# Aim:
Please rewrite the lines below as a JSON list of strings with one string per line, leaving out any blank lines.

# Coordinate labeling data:

····················

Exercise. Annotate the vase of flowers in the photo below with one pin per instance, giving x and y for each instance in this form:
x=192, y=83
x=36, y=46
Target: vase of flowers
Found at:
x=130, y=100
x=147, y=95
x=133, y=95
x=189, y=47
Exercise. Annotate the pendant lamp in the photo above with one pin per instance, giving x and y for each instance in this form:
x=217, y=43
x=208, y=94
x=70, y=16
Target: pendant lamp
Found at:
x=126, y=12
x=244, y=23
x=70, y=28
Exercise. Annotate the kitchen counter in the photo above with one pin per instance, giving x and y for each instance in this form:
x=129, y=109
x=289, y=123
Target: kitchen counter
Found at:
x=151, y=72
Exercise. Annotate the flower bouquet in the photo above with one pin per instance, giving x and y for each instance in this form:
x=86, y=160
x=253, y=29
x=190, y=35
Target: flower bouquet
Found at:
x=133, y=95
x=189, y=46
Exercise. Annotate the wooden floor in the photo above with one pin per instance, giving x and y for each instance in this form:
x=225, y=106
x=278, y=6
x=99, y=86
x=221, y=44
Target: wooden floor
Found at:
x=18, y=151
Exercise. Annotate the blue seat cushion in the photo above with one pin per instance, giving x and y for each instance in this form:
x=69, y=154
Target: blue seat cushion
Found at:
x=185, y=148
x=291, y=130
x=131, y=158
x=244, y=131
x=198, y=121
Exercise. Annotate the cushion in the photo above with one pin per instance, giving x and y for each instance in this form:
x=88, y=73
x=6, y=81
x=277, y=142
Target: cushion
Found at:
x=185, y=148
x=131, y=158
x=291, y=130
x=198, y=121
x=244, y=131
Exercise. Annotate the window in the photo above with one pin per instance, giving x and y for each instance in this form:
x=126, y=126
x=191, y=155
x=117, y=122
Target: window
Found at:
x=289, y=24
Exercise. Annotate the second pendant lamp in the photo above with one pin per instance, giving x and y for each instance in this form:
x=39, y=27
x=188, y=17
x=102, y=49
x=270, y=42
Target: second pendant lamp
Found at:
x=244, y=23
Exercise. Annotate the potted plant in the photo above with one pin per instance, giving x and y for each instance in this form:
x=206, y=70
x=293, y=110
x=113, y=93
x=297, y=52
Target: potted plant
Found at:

····················

# Task response:
[
  "Exercise. Annotate the vase of flowers in the photo below with one pin per instance, giving x and y for each instance in this form:",
  "x=192, y=83",
  "x=36, y=46",
  "Target: vase of flowers",
  "Found at:",
  "x=130, y=100",
  "x=147, y=95",
  "x=133, y=95",
  "x=189, y=47",
  "Exercise. Annotate the pendant lamp in the photo above with one pin per instance, giving x and y for each instance in this form:",
  "x=217, y=43",
  "x=208, y=94",
  "x=70, y=16",
  "Target: pendant lamp",
  "Found at:",
  "x=126, y=12",
  "x=244, y=23",
  "x=70, y=28",
  "Exercise. Annotate the kitchen counter in the photo above with one pin per instance, giving x and y for each instance in this form:",
  "x=129, y=109",
  "x=289, y=123",
  "Target: kitchen counter",
  "Found at:",
  "x=151, y=72",
  "Exercise. Annotate the flower bouquet in the photo above with one pin per instance, giving x and y for each instance in this form:",
  "x=86, y=160",
  "x=253, y=29",
  "x=190, y=35",
  "Target: flower bouquet",
  "Found at:",
  "x=133, y=95",
  "x=189, y=46",
  "Exercise. Annotate the wooden floor in the photo above with one pin per instance, giving x and y for each instance in this form:",
  "x=225, y=106",
  "x=278, y=6",
  "x=99, y=86",
  "x=221, y=44",
  "Target: wooden floor",
  "Found at:",
  "x=18, y=151",
  "Exercise. Annotate the blue seat cushion in the photo above with one pin per instance, giving x and y for each instance in this form:",
  "x=69, y=154",
  "Target: blue seat cushion",
  "Found at:",
  "x=185, y=148",
  "x=291, y=130",
  "x=131, y=158",
  "x=244, y=131",
  "x=198, y=121",
  "Exercise. Annotate the cushion in the photo above with one pin per instance, giving x and y for each instance in this form:",
  "x=88, y=73",
  "x=6, y=81",
  "x=277, y=142",
  "Target: cushion",
  "Found at:",
  "x=185, y=148",
  "x=131, y=158",
  "x=291, y=130",
  "x=198, y=121",
  "x=244, y=131",
  "Exercise. Annotate the window in the photo above with one pin per instance, giving x and y for each instance in this form:",
  "x=126, y=126",
  "x=191, y=155",
  "x=117, y=122",
  "Target: window",
  "Found at:",
  "x=289, y=24",
  "Exercise. Annotate the second pendant lamp in the photo above with one pin per instance, giving x and y for each instance in this form:",
  "x=39, y=27",
  "x=188, y=17",
  "x=102, y=49",
  "x=270, y=42",
  "Target: second pendant lamp",
  "Found at:",
  "x=244, y=23",
  "Exercise. Annotate the potted plant in the photo above with one pin per instance, giving x and y for each instance in this form:",
  "x=206, y=70",
  "x=293, y=110",
  "x=113, y=93",
  "x=297, y=52",
  "Target: potted plant",
  "Found at:"
]